## Work to be completed:
A single number is expected: the count of lines in the entries below that contain "girl".

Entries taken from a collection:

- - - - -

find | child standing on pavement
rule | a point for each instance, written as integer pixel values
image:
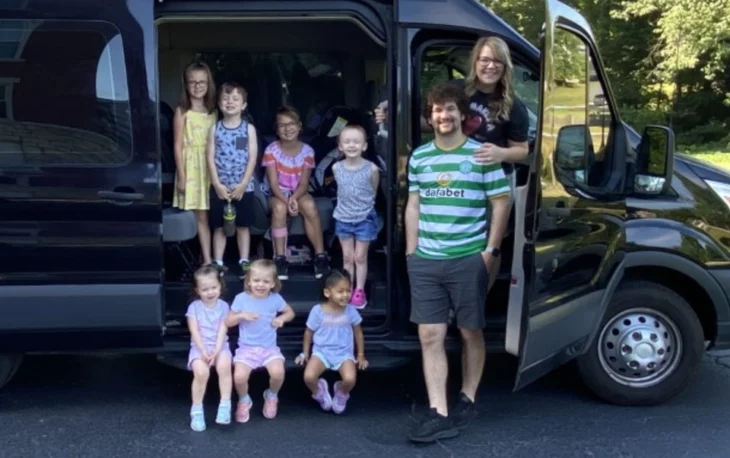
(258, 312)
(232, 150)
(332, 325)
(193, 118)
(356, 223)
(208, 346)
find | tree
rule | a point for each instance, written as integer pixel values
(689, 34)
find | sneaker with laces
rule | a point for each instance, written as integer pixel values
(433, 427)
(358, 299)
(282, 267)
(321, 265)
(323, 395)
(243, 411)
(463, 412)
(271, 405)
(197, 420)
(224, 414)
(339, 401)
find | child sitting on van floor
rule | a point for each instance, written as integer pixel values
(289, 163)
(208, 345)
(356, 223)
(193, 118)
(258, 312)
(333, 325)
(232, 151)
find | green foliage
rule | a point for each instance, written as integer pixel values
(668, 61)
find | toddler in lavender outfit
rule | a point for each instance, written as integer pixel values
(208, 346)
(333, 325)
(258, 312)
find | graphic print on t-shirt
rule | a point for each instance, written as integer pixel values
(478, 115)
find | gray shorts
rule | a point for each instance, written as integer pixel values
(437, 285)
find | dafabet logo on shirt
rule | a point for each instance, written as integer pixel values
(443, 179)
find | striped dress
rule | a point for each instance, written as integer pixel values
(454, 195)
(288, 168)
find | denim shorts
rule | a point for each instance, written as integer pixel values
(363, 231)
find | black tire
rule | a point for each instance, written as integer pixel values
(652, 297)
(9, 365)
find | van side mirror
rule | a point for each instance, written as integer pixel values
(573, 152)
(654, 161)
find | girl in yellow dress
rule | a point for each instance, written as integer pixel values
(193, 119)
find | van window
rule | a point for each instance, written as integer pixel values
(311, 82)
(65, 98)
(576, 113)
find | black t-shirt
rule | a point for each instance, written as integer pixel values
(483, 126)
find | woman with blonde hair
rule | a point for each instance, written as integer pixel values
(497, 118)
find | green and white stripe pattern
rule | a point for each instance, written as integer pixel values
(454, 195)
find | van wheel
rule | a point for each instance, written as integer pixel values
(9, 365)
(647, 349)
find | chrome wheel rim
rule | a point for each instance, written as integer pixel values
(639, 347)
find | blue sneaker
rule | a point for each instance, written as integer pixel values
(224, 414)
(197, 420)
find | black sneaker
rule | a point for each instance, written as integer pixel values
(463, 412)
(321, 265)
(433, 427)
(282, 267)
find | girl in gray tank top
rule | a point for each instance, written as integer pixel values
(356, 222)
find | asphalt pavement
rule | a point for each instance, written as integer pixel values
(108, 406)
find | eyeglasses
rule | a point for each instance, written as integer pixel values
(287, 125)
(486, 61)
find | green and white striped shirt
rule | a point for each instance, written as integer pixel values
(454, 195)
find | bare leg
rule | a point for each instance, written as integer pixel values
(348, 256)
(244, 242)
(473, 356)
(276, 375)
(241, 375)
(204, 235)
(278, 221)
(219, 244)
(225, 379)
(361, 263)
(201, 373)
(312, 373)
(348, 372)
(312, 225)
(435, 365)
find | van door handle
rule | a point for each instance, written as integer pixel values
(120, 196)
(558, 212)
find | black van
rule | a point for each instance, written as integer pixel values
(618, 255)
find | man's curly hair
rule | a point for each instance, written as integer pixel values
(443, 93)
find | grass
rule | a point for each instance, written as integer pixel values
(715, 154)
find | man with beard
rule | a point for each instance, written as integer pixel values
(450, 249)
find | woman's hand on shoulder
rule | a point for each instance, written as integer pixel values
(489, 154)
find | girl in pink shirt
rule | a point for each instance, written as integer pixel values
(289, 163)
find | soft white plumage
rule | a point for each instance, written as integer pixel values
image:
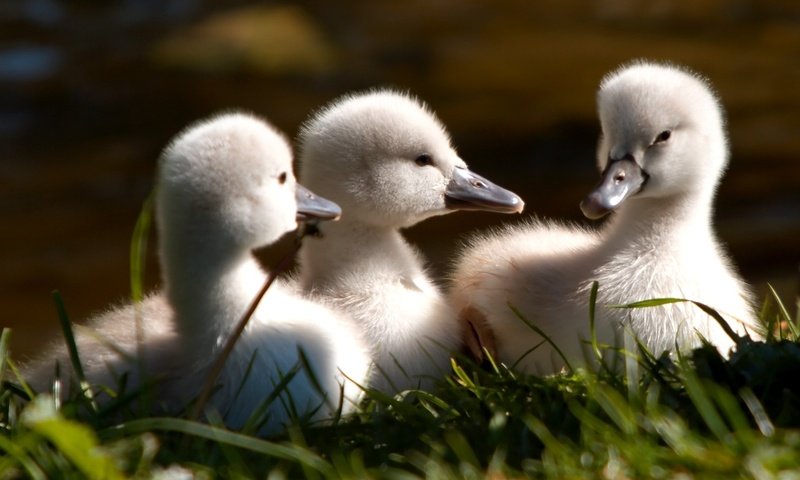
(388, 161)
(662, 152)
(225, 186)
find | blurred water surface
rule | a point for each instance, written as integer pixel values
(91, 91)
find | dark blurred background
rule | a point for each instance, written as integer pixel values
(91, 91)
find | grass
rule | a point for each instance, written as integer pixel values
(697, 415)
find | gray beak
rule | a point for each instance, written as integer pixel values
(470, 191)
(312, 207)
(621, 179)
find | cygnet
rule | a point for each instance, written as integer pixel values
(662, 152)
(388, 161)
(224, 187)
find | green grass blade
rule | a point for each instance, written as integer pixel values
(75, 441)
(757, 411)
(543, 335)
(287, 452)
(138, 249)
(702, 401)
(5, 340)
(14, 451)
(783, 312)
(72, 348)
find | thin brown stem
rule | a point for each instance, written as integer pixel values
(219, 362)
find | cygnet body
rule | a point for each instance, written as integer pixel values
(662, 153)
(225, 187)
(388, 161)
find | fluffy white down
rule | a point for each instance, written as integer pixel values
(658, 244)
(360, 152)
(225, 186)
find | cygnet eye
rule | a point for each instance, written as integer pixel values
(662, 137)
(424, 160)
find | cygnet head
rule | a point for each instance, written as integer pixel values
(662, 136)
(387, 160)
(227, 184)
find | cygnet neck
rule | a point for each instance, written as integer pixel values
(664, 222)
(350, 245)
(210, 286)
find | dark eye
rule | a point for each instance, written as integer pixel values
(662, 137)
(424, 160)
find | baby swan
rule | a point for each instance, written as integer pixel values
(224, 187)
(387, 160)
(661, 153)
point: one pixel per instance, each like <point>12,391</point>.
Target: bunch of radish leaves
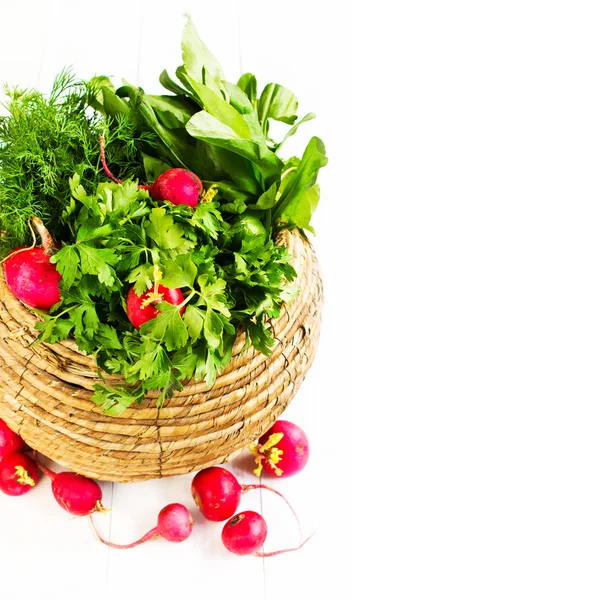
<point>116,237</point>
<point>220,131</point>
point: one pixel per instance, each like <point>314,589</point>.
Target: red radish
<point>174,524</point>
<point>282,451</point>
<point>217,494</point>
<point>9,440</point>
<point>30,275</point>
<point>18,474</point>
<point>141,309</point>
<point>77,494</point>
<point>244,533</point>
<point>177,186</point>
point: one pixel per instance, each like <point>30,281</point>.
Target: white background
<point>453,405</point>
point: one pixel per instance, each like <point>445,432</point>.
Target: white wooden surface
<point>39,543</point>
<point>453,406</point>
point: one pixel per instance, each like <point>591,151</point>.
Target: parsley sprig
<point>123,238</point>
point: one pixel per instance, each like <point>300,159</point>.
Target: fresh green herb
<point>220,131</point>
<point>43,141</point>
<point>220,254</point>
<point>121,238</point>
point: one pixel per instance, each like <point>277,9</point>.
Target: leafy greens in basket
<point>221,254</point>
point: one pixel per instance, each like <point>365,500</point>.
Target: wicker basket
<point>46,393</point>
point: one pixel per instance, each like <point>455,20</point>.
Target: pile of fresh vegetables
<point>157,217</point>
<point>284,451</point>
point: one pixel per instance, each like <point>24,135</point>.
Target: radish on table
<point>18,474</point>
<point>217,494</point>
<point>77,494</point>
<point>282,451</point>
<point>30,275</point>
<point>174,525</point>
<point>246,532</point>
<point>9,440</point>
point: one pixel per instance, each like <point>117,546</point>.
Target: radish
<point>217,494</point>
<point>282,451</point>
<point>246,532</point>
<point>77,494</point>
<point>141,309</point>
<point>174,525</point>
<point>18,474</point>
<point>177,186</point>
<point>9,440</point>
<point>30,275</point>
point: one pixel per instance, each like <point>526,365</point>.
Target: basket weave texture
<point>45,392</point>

- - - - -

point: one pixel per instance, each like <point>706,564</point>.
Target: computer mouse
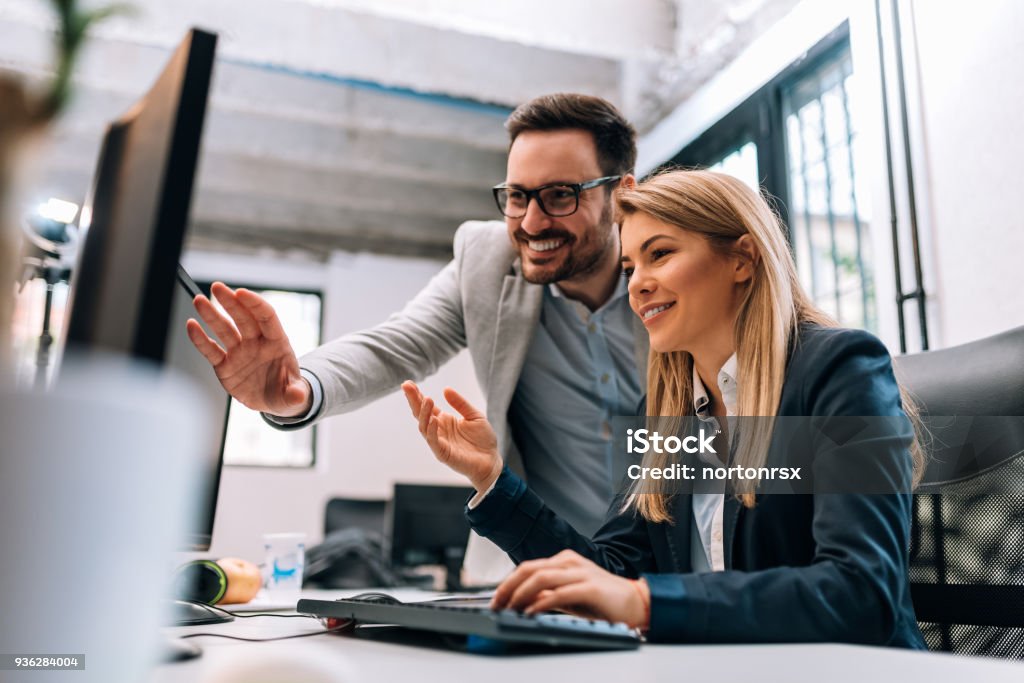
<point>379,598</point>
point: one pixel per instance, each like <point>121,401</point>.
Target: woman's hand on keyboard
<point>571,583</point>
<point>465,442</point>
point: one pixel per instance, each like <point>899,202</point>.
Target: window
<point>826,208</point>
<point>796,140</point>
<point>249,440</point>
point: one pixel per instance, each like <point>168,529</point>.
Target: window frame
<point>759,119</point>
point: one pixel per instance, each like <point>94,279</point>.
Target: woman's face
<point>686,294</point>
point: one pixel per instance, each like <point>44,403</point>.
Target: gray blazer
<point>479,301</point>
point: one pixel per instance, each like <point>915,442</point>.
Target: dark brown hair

- - - - -

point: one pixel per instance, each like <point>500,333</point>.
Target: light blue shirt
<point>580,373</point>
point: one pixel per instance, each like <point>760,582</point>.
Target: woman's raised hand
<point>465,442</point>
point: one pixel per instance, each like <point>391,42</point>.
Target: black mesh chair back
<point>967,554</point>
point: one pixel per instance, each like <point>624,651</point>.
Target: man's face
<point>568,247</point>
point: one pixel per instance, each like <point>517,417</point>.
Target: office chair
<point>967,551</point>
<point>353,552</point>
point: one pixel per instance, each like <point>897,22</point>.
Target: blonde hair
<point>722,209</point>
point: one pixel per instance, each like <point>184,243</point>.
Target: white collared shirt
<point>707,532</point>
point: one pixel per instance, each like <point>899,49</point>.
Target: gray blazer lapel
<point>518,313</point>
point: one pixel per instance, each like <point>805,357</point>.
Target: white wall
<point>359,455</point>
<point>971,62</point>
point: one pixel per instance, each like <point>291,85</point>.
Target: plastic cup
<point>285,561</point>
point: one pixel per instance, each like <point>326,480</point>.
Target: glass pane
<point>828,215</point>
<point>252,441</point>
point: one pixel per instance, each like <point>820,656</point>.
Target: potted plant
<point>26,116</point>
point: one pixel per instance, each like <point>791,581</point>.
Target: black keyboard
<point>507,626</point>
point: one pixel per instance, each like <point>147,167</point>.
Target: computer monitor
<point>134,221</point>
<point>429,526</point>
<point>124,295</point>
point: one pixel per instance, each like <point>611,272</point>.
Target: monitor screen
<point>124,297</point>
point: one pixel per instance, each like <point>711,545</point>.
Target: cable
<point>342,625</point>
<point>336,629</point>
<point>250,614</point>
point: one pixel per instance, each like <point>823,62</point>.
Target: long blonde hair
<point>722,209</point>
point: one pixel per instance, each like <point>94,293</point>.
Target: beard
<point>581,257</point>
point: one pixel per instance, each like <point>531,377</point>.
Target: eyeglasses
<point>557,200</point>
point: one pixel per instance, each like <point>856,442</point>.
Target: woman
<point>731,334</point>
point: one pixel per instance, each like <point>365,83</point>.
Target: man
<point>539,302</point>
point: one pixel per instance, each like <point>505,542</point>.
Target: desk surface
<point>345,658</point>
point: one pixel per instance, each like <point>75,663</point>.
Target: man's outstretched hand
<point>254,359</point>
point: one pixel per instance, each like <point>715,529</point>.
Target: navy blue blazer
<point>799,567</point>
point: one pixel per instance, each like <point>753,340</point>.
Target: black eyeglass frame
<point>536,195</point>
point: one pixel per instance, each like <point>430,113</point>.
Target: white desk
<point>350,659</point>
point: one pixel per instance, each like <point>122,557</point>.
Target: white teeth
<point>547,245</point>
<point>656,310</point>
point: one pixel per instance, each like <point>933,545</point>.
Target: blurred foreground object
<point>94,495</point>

- - - - -

## Task answer:
3